Records to process:
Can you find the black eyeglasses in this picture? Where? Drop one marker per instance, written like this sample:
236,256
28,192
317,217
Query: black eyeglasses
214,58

---

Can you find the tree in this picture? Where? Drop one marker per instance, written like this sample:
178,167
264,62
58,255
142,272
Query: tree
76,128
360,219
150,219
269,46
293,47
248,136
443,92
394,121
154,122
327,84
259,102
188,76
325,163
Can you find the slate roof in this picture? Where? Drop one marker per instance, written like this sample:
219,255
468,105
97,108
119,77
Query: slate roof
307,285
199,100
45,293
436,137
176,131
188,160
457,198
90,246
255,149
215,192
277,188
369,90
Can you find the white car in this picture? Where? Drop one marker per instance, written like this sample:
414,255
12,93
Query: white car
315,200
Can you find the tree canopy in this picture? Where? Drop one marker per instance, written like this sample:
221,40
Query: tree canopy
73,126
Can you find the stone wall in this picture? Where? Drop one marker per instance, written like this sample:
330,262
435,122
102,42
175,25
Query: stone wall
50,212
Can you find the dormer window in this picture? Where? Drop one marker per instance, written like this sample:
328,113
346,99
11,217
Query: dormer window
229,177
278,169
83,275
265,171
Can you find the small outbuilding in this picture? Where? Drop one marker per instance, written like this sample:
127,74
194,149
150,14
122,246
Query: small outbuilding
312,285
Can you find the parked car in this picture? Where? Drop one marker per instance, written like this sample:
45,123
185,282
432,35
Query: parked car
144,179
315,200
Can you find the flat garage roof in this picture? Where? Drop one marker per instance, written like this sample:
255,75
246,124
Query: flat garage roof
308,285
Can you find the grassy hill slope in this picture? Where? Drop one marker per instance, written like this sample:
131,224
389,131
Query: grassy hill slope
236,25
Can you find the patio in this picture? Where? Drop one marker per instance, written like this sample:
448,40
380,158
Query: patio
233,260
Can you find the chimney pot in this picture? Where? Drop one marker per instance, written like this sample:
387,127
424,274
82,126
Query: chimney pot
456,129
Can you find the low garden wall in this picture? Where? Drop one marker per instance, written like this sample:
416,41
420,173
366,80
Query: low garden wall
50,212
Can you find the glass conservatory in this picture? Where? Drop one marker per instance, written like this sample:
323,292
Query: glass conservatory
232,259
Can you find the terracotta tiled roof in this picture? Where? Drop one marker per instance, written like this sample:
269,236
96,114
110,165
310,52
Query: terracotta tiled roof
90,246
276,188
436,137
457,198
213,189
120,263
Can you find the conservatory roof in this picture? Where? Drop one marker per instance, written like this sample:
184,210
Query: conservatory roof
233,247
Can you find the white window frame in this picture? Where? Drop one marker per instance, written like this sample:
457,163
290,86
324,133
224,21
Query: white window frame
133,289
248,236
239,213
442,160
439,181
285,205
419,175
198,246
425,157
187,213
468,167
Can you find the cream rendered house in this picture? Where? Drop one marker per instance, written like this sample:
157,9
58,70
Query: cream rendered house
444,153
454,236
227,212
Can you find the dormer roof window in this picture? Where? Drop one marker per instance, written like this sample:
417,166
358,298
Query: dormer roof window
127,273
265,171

==

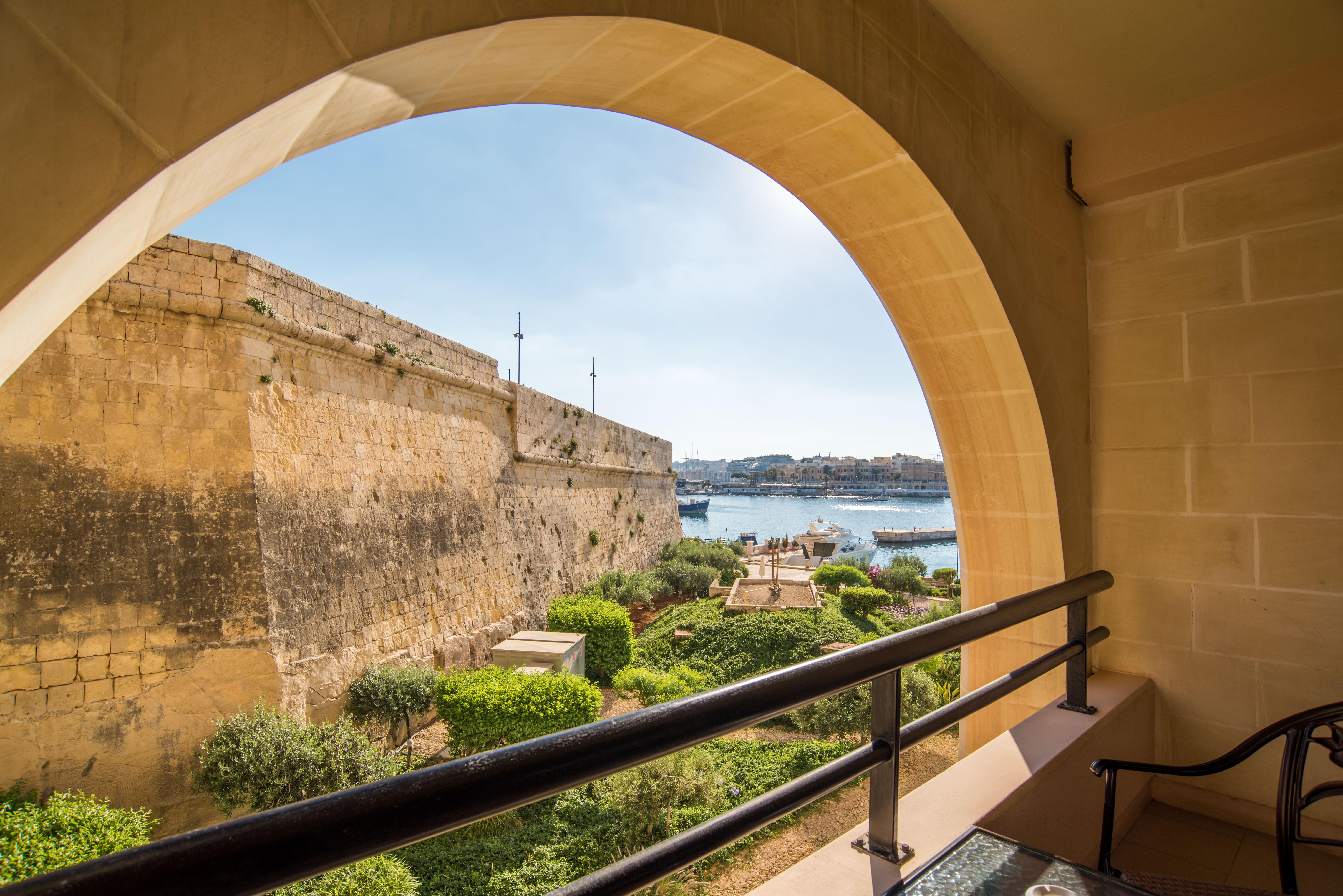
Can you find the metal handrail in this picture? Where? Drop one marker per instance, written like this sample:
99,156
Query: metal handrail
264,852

Problem requirements: Count how many lines in the entries above contain the string "tiled", with case counting. Reply with only the number.

Expected answer: 2